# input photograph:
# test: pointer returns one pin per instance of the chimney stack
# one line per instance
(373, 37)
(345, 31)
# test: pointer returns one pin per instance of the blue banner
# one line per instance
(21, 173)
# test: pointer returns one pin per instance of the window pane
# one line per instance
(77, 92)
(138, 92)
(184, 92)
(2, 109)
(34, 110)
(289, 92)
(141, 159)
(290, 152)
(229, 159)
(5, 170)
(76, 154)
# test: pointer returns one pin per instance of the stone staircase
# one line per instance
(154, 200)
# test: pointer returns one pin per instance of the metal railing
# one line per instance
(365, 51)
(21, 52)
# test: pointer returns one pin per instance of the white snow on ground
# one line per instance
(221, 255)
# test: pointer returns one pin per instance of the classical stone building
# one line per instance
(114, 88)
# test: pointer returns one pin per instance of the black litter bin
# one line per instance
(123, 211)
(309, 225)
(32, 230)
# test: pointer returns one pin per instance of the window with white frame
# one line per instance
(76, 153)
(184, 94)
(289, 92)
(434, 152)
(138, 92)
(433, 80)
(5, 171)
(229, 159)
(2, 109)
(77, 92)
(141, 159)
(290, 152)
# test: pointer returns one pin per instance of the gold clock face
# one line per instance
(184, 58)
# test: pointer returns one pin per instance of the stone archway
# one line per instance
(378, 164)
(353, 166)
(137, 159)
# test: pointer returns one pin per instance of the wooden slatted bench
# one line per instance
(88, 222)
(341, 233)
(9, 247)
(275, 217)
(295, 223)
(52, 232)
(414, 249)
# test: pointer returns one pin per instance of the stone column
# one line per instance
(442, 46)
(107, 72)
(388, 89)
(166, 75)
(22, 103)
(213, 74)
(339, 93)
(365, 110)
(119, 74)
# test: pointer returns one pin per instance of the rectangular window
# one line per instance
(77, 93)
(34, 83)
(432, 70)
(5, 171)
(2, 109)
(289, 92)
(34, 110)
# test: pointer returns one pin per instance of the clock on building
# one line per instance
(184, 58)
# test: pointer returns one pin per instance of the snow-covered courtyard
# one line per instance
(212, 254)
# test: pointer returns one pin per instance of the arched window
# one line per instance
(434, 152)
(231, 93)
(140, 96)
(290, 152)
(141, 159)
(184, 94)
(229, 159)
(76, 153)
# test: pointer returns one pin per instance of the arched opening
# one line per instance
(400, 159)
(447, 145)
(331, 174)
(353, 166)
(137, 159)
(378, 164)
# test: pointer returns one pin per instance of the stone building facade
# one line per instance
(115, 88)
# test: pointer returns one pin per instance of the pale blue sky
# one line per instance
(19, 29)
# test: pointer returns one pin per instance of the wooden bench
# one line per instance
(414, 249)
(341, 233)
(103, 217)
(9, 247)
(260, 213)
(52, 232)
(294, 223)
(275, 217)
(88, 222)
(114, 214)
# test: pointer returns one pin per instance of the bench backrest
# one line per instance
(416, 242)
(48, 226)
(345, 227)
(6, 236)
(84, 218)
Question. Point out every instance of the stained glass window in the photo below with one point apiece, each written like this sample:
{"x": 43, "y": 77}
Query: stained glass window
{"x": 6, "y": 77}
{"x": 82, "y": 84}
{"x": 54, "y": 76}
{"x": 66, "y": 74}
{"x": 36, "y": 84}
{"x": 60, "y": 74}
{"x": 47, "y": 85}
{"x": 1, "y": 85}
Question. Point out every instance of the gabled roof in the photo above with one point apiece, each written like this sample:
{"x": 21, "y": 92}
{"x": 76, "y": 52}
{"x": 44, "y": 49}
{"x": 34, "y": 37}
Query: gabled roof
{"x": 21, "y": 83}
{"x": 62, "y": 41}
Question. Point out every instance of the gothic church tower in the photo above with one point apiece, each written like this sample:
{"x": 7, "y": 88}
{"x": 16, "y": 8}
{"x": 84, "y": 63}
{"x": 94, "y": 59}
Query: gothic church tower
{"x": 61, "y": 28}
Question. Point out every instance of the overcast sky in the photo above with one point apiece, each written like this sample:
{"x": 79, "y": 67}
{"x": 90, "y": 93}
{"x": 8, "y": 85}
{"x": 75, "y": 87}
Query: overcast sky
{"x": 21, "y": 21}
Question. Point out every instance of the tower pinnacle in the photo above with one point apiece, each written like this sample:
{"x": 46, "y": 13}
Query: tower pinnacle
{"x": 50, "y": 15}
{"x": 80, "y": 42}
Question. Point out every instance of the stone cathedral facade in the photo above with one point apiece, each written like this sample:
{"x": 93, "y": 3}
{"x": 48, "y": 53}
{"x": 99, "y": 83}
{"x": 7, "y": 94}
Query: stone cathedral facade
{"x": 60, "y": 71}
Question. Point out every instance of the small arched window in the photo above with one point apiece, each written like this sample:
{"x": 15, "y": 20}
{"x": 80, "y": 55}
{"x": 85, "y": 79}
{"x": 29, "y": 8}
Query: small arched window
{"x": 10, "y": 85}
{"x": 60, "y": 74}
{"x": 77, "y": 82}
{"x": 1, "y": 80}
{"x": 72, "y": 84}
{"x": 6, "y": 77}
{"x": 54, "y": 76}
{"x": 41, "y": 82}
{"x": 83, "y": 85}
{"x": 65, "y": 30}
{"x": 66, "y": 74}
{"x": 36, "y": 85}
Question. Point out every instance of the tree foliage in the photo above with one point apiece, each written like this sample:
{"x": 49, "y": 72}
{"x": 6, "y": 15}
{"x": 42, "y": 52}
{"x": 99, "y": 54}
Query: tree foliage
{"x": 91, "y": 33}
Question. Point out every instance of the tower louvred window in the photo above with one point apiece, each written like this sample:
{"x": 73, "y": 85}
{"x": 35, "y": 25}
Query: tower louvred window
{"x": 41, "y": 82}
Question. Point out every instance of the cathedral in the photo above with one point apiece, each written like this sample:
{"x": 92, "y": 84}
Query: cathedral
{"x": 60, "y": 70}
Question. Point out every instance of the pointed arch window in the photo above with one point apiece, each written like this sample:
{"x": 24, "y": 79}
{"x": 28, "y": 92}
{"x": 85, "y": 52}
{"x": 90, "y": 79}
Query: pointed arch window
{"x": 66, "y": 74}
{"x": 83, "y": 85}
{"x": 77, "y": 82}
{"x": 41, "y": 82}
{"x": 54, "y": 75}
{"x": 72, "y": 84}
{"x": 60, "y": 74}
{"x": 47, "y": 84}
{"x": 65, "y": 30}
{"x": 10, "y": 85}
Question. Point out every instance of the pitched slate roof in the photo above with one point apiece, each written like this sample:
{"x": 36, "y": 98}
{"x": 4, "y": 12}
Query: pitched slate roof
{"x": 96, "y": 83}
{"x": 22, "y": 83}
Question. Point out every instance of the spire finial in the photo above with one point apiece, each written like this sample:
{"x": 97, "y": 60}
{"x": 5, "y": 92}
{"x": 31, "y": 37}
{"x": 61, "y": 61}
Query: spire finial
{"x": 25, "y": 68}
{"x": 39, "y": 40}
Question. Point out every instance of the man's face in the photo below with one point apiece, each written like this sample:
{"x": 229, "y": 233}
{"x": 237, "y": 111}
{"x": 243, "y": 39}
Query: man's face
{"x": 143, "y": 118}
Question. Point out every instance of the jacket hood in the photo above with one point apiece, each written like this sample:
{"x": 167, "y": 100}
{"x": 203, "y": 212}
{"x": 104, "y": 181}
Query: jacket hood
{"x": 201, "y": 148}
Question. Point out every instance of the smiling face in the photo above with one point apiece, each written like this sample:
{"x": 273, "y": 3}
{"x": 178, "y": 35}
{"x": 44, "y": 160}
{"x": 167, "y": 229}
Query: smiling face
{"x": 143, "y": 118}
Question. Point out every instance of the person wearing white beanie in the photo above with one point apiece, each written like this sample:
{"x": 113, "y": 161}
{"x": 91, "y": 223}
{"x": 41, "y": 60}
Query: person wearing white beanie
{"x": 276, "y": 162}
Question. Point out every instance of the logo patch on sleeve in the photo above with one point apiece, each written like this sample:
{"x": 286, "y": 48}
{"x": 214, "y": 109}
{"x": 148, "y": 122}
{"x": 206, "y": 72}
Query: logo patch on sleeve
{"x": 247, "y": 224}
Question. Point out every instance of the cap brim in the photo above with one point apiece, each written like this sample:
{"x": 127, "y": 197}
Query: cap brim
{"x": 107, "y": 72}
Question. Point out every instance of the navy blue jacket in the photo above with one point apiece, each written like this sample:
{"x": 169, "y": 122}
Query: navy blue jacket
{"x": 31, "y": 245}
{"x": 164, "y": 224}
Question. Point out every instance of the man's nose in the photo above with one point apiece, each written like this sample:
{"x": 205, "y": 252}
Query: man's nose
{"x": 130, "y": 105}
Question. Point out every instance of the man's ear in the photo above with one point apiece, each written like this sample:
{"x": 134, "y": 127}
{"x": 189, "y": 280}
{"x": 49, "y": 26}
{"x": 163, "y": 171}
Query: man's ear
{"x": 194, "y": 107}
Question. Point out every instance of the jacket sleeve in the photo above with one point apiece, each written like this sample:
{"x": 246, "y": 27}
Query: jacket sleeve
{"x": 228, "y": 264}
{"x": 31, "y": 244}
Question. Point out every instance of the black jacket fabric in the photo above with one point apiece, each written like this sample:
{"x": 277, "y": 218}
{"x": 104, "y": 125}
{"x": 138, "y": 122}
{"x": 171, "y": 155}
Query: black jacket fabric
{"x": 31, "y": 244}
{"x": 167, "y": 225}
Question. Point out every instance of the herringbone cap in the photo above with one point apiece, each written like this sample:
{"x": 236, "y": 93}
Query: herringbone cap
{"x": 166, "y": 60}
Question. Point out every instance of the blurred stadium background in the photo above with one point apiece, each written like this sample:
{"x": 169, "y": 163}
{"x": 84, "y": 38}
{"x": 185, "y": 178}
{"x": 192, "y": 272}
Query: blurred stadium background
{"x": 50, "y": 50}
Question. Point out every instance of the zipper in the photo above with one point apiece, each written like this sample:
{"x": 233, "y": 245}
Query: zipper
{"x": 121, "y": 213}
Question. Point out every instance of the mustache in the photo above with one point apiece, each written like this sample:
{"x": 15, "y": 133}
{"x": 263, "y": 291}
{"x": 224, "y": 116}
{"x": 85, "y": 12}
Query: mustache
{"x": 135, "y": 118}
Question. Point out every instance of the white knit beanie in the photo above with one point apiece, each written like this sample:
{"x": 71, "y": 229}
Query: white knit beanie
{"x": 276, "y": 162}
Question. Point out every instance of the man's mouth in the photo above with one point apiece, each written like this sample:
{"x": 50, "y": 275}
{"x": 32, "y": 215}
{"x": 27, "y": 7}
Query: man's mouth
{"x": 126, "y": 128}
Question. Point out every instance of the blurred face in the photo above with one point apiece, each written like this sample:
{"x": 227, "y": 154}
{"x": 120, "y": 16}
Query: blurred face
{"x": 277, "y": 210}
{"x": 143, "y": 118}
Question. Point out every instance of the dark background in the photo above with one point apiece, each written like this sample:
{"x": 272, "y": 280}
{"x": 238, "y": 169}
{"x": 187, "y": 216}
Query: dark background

━━━━━━━━━━

*WHAT THE TASK ASKS:*
Send back exactly the lines from the line with "Question. Point out every instance of the white" through the end of the records.

*REPLY TO THE TASK:*
Question. Point out every instance of the white knit beanie in the photo above with one point apiece, each written like this sample:
{"x": 71, "y": 229}
Query: white knit beanie
{"x": 276, "y": 162}
Question. Point out every instance of the man's mouth in the photo above with one point apiece, each written like this sample:
{"x": 50, "y": 275}
{"x": 32, "y": 215}
{"x": 27, "y": 7}
Query: man's mouth
{"x": 126, "y": 128}
Question. Point out every instance of the blurred face in the photo above with one point apiece, each written like this sample:
{"x": 227, "y": 154}
{"x": 120, "y": 16}
Query: blurred face
{"x": 277, "y": 210}
{"x": 143, "y": 118}
Question. Point out every instance of the dark background in the photo above with one point apiece, each written like this sample:
{"x": 272, "y": 280}
{"x": 238, "y": 169}
{"x": 187, "y": 216}
Query: dark background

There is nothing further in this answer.